*Written task*:
Identify every line of the items below that contains the string "belt", treating uppercase and lowercase as different, and copy each of those lines.

START The data

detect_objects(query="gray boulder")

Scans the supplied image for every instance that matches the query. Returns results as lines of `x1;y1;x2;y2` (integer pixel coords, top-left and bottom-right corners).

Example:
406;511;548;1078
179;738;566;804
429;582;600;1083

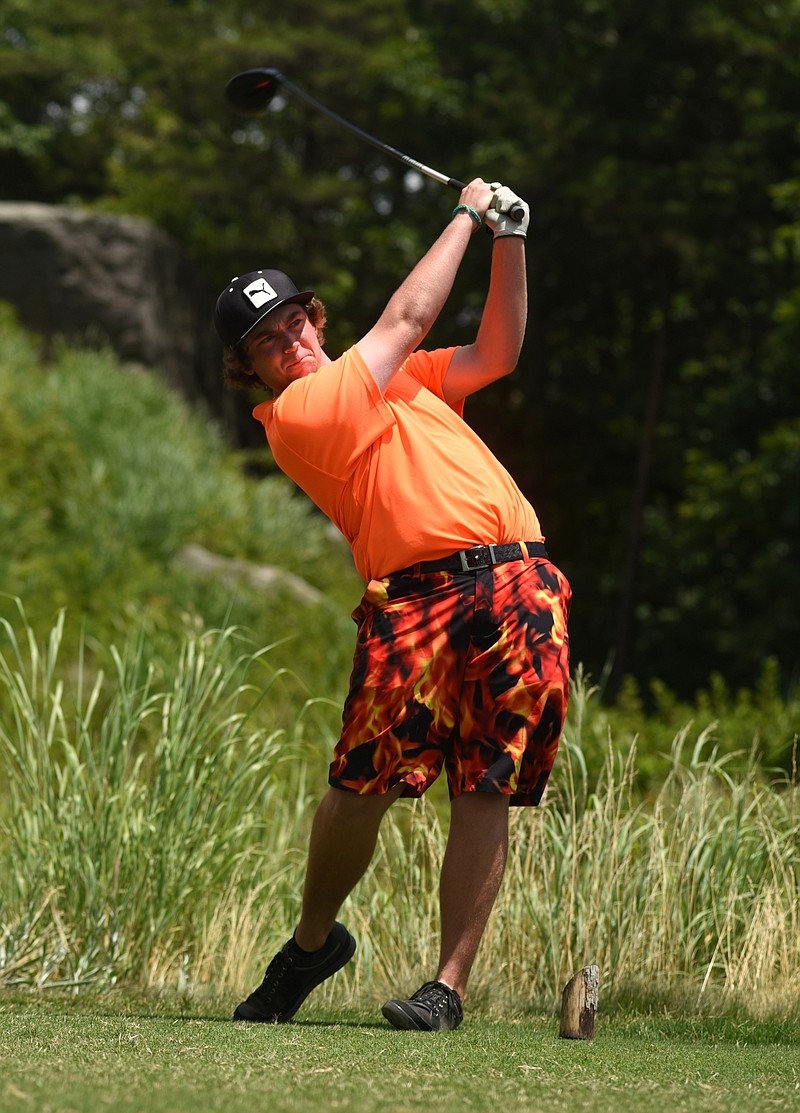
0;201;253;444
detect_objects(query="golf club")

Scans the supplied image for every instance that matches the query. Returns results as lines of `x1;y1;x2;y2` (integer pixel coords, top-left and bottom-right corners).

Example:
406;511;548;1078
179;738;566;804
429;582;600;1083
225;68;524;220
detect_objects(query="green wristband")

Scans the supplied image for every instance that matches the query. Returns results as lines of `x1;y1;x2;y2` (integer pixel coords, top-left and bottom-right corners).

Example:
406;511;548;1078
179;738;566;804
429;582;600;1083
451;205;483;228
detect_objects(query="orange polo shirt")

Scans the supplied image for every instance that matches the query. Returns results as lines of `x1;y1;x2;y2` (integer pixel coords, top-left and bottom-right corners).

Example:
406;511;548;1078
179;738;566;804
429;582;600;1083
253;347;543;581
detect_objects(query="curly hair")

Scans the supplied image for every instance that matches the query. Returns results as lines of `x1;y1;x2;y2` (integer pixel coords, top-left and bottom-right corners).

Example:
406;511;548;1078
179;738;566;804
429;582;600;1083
223;297;327;391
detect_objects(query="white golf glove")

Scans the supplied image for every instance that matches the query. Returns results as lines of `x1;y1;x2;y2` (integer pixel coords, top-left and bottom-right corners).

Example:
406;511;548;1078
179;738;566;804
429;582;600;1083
483;181;531;238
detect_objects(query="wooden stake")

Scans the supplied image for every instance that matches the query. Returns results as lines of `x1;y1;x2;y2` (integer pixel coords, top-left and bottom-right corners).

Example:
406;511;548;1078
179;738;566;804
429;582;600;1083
559;966;600;1040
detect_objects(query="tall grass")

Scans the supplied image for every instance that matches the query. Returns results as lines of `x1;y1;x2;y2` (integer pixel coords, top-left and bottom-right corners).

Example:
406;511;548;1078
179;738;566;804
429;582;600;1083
0;622;800;1011
0;615;313;985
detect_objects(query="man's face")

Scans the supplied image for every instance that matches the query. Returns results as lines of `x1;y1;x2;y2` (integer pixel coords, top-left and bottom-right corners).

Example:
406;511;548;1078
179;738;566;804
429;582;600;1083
246;303;328;395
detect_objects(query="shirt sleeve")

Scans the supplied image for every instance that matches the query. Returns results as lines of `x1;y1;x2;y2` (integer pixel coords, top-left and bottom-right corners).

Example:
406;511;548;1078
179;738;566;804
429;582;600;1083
268;347;395;479
403;347;464;417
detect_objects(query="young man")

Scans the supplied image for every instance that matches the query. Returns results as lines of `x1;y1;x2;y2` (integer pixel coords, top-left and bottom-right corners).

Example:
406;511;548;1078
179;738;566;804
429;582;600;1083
215;178;571;1031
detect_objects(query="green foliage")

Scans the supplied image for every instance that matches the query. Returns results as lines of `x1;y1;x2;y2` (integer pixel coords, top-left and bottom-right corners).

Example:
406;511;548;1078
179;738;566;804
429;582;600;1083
0;617;313;984
0;621;800;1015
0;304;361;698
0;0;800;700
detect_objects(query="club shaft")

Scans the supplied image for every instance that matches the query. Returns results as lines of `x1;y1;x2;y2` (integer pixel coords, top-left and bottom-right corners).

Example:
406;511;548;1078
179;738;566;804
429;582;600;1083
280;75;464;193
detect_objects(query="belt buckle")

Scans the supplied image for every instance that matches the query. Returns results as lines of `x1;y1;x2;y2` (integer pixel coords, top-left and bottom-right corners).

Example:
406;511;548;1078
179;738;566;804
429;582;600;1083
458;545;497;572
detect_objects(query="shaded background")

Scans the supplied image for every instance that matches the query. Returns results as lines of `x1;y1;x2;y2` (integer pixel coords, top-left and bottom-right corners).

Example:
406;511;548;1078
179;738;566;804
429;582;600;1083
0;0;800;695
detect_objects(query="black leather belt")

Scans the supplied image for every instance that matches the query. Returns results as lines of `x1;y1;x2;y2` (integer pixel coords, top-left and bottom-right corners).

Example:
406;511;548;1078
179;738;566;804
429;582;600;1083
392;541;547;575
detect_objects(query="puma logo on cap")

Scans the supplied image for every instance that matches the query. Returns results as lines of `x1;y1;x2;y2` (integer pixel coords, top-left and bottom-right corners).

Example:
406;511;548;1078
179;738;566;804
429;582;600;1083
243;278;278;309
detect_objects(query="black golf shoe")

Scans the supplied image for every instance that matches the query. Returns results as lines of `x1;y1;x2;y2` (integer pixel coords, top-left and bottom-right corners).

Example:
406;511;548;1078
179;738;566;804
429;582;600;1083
234;922;356;1024
382;982;464;1032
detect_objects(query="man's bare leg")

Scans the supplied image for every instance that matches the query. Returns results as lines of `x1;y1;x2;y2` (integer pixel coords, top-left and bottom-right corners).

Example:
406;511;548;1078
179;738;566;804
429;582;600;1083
436;792;508;1001
295;786;402;951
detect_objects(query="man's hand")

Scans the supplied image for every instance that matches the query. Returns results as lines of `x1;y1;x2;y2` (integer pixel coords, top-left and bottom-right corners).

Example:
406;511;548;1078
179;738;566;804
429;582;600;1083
483;181;531;239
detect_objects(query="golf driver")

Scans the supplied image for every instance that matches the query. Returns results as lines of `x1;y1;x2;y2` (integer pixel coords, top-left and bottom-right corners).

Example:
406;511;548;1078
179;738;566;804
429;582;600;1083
225;68;524;220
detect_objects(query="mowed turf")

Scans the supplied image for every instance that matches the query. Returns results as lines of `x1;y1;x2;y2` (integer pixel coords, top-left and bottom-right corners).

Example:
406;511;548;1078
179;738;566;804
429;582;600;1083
0;992;800;1113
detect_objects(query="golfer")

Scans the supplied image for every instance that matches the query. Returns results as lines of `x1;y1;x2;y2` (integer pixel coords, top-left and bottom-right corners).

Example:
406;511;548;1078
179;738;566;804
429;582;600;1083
215;178;571;1032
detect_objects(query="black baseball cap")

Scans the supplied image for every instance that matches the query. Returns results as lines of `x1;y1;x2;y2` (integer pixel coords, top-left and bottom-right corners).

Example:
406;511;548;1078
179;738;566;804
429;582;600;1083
214;270;314;347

END The data

*Exercise answer*:
detect_objects(query="belt buckle")
detect_objects(query="black leather belt")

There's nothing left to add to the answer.